Tally the lines of the data that include the word "each". Only the number is to be returned.
** Opening Data supplied block **
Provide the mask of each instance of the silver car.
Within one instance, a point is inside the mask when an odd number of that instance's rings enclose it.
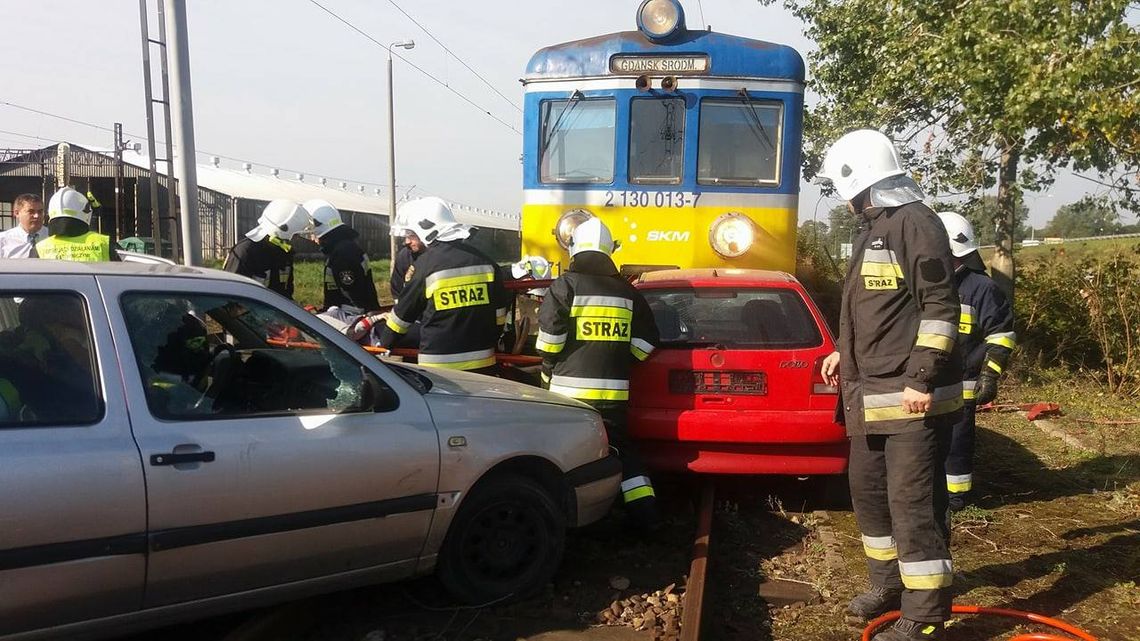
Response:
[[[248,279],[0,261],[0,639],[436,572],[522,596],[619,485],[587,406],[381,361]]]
** Closing Data supplied block **
** Opening Data supplied block **
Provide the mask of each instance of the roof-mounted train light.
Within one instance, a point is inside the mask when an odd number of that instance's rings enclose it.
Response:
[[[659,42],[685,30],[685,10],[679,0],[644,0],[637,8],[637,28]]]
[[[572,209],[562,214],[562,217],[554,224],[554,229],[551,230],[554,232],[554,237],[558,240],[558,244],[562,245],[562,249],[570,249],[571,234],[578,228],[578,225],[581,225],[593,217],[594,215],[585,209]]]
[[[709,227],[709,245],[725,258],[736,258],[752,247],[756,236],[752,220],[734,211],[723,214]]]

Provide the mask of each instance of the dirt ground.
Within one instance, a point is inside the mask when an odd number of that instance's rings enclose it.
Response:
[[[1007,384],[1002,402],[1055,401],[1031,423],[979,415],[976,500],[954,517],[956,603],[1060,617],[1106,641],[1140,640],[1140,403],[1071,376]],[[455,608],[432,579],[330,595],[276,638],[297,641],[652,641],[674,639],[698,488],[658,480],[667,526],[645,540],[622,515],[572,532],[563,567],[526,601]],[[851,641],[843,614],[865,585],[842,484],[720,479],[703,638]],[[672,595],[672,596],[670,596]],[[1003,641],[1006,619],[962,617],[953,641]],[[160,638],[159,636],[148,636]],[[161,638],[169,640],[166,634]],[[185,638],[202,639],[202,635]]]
** Closing Data supplied block **
**Response box**. 3